> [Supplied text]
Monday, June 28, 2010

video demystified(summary on mpeg2/mpeg4/h264)

  • MPEG-2
MPEG-2 uses the YCbCr color space, supporting 4:2:0, 4:2:2 and 4:4:4 sampling. The 4:2:2 and 4:4:4 sampling options increase the chroma resolution over 4:2:0, resulting in better picture quality.

There are three types of coded pictures.
I (intra) pictures are fields or frames coded as a
stand-alone still image.
P (predicted) pictures are fields or frames coded relative to the nearest previous I or P picture, resulting in forward prediction pro-cessing. B (bidirectional) pictures are fields or frames that use the closest past and future I or P picture as a reference, resulting in bidirectional prediction

A group of pictures (GOP) is a series of one or more coded pictures intended to assist in random accessing and editing. The GOP value is configurable during the encoding process. The smaller the GOP value, the better the response to movement (since the I pictures are closer together), but the lower the compression. In the coded bitstream, a GOP must start with an I picture and may be followed by any number of I, P, or B pictures in any order. In display order, a GOP must start with an I or B picture and end with an I or P picture.

An open GOP, identified by the broken_link flag, indicates that the first B pictures (if any) immediately following the first I picture after the GOP header may not be decoded correctly (and thus not be displayed) since the reference picture used for prediction is not available due to editing.



Macroblocks
Three types of macroblocks are available in MPEG-2.
The 4:2:0 macroblock consists of four Y blocks, one Cb block, and one Cr block.
The 4:2:2 macroblock consists of four Y blocks, two Cb blocks, and two Cr blocks.
The 4:4:4 macroblock consists of four Y blocks, four Cb blocks, and four Cr blocks.

> [Stated problem] Render the following sentence from the MPEG-2 summary in French: "The 4:2:0 macroblock consists of four Y blocks, one Cb block, and one Cr block." The entries that follow have no connection to the MPEG-2 summary.

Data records
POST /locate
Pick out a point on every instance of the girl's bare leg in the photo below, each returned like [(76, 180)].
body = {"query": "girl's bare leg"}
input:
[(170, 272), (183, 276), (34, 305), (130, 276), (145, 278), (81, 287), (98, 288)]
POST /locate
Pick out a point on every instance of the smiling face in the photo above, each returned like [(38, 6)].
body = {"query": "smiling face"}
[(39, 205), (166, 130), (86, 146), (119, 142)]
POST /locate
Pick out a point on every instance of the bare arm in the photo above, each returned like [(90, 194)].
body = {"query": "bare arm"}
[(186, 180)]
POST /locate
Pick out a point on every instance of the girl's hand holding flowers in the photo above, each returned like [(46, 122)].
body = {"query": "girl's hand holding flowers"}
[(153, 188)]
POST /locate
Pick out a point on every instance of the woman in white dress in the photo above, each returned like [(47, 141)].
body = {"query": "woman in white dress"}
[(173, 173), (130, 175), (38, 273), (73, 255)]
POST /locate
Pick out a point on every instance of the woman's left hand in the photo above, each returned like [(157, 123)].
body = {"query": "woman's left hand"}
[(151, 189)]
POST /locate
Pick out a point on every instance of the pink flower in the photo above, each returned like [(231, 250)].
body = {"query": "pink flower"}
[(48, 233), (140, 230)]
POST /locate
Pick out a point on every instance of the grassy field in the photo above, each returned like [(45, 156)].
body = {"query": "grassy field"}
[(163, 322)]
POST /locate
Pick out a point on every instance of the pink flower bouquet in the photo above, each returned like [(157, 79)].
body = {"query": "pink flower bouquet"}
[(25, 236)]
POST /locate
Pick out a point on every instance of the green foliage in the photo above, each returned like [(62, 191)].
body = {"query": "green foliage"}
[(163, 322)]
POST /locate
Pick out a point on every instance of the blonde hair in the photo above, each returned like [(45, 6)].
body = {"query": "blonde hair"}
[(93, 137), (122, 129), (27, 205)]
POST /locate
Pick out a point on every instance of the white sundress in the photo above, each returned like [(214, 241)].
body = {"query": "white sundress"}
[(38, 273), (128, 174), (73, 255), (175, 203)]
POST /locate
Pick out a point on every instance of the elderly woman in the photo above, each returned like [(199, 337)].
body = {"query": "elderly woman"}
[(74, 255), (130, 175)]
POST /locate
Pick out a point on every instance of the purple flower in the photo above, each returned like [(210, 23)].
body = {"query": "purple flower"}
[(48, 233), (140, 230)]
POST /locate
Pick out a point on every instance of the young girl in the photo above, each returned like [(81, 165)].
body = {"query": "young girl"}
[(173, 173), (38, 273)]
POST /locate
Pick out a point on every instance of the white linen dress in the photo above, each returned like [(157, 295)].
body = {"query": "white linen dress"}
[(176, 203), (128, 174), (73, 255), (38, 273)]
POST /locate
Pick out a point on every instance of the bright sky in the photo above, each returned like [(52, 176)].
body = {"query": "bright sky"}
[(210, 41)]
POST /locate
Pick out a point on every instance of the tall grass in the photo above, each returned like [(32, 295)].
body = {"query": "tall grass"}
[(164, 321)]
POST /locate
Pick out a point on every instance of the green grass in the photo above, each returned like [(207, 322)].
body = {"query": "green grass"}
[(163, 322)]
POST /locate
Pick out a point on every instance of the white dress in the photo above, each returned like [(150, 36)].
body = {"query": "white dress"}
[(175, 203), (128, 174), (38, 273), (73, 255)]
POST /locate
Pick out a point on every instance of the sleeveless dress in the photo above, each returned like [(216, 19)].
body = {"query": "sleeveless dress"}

> [Exercise solution] Le macrobloc 4:2:0 se compose de quatre blocs Y, d'un bloc Cb et d'un bloc Cr.